QUOTED PASSAGE |
========================================
What do our sixteenth century Confessions of The Lutheran Church say about anti-racism work within the Evangelical Lutheran Church in America? Like the Bible, these documents are cited in our churchwide, synod, and congregation constitutions as informing our life and our work as communities of believers in God, revealed most clearly in Jesus Christ.

While no such word like racism appears in these 400 plus year-old documents, the way we treat others does. References are especially about our relationships with our neighbor, another human, and the need to do good works towards them. So while they do not speak directly to our work, indirectly we can say they do! They support and inform an anti-racism stance.

Such references to others abound in Luthers’s Small Catechism, the most familiar of all the confessional documents to Lutheran Christians. The Ten Commandments contain many references. About the Fifth Commandment, (You are not to kill), Luther says, “We are to fear and love God, so that we neither endanger nor harm the lives of our neighbors, but instead help and support them in all of life’s needs.” About the Seventh Commandment, (You are not to steal), Luther says, “We are to fear and love God, so that we neither take our neighbors’ money or property nor acquire them by using shoddy merchandise or crooked deals, but instead help them to improve and protect their property and income.” With the Eighth Commandment, (You are not to bear false witness against your neighbor), Luther says, “We are to fear and love God, so that we do not tell lies about our neighbors, betray or slander them, or destroy their reputations. Instead we are to come to their defense, speak well of them, and interpret everything they do in the best possible light.” The Ninth and Tenth Commandments, which deal with coveting and desiring, has Luther saying, “We are to fear and love God, so that we do not entice, force, or steal away from our neighbors their spouses, household workers, or livestock, but instead urge them to stay and fulfill their responsibilities to our neighbors.”
========================================
DATASET ROWS |
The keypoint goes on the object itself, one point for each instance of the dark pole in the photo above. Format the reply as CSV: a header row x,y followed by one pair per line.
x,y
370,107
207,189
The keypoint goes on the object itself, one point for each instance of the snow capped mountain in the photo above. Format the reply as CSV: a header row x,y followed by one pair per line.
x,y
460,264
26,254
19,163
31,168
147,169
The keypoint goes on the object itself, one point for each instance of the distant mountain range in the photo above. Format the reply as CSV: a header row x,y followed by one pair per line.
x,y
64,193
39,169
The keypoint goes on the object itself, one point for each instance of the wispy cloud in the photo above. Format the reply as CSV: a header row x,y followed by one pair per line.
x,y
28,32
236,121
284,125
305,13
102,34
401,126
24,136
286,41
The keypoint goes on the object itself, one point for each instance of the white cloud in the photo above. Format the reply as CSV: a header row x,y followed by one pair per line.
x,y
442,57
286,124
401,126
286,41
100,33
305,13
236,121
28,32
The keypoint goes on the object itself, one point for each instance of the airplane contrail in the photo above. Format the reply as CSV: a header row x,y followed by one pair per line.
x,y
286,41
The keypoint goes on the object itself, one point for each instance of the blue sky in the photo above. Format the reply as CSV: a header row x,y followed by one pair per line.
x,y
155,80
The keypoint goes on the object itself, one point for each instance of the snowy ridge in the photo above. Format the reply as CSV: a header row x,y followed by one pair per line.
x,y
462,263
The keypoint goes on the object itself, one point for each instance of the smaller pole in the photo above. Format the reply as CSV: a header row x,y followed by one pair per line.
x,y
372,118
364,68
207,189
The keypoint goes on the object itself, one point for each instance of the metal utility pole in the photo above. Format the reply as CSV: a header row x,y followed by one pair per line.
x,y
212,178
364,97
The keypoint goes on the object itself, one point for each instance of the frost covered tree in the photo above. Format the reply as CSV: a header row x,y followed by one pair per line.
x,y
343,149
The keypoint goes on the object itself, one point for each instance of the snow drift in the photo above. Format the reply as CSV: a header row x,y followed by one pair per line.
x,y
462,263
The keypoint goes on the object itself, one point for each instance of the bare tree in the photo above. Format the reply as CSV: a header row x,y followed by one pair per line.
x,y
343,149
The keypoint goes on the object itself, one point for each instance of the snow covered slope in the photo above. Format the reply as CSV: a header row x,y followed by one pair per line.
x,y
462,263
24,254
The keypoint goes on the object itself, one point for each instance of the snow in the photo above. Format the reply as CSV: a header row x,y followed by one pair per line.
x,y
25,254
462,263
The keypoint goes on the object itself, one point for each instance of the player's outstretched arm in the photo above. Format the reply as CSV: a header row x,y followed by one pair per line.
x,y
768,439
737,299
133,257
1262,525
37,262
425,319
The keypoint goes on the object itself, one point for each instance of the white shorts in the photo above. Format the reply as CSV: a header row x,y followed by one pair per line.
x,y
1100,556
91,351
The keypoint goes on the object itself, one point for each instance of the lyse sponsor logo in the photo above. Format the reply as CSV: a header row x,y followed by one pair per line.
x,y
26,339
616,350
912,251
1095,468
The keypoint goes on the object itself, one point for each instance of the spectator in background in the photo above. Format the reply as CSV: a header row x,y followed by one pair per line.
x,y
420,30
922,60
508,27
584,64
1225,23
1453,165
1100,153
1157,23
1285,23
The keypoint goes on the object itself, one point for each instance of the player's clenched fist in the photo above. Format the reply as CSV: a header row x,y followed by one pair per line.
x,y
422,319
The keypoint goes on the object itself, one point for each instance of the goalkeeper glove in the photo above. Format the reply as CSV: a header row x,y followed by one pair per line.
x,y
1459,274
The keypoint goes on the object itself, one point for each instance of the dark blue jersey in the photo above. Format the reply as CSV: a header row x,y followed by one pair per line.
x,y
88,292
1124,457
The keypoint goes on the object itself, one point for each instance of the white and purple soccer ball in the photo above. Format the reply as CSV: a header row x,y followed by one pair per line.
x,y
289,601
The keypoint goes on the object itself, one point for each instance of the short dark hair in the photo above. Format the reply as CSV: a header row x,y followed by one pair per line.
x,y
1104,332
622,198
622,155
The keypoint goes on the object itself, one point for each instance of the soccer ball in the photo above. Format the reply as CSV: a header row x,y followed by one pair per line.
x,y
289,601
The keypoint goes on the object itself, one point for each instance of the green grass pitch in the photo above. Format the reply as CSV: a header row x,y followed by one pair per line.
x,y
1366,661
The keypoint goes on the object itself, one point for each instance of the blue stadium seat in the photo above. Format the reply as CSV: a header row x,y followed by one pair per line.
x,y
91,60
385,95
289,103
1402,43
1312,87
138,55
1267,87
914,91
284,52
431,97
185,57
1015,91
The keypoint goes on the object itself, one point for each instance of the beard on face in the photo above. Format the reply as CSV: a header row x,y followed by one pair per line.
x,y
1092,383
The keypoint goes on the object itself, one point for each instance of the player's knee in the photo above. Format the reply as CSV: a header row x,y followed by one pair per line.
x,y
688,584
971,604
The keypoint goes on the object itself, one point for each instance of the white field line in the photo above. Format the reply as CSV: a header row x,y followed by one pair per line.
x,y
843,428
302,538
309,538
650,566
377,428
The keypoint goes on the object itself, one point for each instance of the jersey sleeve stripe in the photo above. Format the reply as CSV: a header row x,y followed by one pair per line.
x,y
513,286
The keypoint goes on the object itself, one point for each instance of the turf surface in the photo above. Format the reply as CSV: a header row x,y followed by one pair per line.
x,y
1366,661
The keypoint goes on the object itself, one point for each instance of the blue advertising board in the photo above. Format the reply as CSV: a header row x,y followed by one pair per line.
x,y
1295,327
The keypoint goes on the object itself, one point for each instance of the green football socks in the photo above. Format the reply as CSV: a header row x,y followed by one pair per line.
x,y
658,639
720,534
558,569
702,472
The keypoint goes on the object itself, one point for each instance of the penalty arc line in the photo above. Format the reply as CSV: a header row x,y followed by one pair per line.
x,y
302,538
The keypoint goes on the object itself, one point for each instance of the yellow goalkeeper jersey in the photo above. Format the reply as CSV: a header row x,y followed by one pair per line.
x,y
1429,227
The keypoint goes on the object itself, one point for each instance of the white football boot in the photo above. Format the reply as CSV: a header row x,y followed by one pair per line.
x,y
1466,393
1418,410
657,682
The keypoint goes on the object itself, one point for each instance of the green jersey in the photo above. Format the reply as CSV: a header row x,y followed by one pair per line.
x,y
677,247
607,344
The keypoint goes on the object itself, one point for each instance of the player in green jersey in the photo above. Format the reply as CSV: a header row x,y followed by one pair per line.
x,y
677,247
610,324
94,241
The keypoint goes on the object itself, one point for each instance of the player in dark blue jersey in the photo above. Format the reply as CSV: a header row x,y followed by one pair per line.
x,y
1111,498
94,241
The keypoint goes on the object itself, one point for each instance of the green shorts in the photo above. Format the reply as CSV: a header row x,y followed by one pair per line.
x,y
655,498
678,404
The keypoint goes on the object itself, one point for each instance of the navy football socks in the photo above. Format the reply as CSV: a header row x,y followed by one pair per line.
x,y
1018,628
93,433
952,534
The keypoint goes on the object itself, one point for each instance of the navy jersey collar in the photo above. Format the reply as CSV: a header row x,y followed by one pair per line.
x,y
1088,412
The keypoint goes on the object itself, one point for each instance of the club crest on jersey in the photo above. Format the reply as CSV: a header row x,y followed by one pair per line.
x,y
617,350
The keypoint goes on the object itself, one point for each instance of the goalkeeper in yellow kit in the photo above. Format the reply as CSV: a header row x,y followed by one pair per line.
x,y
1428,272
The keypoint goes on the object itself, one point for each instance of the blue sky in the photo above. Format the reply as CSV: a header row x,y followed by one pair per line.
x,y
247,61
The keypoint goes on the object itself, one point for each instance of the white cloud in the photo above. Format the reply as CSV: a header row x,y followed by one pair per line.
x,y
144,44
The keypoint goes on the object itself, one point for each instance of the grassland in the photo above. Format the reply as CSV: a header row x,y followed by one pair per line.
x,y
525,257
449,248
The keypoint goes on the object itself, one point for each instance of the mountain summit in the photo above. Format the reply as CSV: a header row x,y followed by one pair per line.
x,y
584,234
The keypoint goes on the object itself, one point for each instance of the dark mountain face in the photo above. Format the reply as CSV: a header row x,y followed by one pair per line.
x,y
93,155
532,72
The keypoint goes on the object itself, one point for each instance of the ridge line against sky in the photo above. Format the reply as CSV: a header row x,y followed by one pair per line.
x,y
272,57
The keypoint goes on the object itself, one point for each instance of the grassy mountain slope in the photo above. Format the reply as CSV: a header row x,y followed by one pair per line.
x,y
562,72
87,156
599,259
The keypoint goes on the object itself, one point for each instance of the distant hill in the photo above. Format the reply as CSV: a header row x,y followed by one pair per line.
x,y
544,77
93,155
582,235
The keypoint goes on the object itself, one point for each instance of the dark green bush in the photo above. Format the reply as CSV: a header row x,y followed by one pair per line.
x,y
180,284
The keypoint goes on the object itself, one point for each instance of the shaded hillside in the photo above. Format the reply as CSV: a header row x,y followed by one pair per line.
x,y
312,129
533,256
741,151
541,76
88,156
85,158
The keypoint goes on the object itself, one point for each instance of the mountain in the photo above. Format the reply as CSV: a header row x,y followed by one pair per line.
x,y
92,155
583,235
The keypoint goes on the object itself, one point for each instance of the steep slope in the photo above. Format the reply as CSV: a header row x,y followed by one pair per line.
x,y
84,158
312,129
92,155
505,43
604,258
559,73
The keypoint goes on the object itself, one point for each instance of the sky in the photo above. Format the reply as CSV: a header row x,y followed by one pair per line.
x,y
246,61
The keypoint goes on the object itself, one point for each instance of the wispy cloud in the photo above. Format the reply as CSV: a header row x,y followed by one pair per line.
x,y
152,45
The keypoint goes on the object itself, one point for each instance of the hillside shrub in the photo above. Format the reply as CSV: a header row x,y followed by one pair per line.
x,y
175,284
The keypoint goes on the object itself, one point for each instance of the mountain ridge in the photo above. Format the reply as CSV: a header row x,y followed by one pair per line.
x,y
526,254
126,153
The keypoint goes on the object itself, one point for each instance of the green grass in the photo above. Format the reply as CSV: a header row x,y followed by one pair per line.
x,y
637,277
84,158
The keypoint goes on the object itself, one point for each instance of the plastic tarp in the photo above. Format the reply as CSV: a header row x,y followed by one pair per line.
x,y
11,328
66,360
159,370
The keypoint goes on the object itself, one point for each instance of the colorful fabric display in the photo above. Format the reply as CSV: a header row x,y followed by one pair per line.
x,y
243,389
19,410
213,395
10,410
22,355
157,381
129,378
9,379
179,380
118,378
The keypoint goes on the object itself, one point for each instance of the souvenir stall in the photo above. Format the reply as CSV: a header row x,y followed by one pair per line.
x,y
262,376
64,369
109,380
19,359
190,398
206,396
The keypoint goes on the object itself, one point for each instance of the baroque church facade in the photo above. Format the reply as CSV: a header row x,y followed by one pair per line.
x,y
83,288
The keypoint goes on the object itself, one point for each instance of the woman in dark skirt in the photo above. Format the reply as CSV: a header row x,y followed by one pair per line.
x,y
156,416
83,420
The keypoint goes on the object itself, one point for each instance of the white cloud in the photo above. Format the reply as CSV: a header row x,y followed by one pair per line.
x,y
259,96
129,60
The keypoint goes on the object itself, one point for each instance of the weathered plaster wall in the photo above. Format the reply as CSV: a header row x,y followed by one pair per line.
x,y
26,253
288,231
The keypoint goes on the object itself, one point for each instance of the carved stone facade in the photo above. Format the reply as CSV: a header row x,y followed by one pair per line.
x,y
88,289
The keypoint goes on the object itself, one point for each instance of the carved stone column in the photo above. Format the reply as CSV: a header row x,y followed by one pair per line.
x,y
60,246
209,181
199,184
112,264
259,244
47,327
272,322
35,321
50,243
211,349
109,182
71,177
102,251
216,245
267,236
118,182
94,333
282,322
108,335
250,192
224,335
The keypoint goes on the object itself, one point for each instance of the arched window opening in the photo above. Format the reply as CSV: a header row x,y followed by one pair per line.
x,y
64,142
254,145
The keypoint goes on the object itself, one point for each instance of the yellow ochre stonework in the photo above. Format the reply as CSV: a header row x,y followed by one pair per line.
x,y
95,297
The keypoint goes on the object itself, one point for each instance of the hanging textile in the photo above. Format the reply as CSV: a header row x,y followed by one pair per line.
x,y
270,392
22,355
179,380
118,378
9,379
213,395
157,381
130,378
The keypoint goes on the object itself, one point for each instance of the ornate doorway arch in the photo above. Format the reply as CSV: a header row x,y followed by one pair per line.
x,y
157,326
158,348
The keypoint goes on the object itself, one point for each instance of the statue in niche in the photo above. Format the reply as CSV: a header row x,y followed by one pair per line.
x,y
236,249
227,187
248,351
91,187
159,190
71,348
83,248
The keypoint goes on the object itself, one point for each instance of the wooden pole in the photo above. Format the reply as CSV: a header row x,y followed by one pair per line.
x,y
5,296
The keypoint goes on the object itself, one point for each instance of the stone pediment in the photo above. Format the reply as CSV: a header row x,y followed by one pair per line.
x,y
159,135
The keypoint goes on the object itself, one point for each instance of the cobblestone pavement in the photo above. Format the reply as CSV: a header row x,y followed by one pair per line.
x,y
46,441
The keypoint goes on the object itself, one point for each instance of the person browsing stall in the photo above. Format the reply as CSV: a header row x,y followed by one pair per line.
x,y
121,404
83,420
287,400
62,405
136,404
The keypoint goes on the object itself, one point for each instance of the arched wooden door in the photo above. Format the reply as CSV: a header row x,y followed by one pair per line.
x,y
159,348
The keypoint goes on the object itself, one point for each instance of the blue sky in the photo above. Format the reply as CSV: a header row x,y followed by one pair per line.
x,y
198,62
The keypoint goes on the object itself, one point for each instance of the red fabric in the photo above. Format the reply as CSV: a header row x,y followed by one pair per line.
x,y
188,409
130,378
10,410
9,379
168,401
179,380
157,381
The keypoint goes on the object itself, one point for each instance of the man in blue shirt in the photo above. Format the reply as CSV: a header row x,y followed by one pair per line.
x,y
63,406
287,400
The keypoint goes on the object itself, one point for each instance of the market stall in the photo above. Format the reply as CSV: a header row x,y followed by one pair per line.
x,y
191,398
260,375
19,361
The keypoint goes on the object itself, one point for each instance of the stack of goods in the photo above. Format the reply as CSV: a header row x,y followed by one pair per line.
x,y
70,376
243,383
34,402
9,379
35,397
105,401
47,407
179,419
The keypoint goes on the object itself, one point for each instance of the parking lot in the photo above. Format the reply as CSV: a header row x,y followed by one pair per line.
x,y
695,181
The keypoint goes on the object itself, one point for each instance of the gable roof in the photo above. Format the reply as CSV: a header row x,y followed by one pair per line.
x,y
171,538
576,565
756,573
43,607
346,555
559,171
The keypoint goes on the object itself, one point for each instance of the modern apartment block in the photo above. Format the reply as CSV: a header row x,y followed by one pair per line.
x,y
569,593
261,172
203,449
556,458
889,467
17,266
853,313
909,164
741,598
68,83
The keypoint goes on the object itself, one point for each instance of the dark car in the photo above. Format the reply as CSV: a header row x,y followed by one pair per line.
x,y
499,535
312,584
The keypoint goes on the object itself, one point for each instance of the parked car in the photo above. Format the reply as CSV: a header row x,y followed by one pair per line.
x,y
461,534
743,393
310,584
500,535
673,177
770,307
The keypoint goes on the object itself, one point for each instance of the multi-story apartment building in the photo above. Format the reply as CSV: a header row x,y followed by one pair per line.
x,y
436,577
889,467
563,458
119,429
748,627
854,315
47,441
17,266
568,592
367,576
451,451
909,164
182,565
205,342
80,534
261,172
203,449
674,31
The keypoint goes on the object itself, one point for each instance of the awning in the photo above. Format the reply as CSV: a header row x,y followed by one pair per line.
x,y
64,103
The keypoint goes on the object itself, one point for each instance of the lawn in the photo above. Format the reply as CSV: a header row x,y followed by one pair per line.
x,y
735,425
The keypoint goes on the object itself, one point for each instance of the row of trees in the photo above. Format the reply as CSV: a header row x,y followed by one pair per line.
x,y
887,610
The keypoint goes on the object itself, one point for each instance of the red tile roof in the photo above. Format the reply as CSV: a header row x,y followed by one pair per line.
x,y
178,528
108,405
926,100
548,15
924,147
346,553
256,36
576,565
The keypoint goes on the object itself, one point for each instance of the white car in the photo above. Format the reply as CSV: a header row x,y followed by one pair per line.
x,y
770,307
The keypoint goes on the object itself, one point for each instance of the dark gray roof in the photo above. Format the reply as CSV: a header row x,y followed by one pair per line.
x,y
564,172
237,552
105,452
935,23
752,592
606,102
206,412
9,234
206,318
========================================
DIRECTIONS FOR THIS TASK | Please update the passage on the Lutheran Confessions and anti-racism, starting at "While no such" and ending at "an anti-racism stance.", so that "good works" reads "kind deeds".

RESPONSE FOR THIS EXERCISE |
While no such word like racism appears in these 400 plus year-old documents, the way we treat others does. References are especially about our relationships with our neighbor, another human, and the need to do kind deeds towards them. So while they do not speak directly to our work, indirectly we can say they do! They support and inform an anti-racism stance.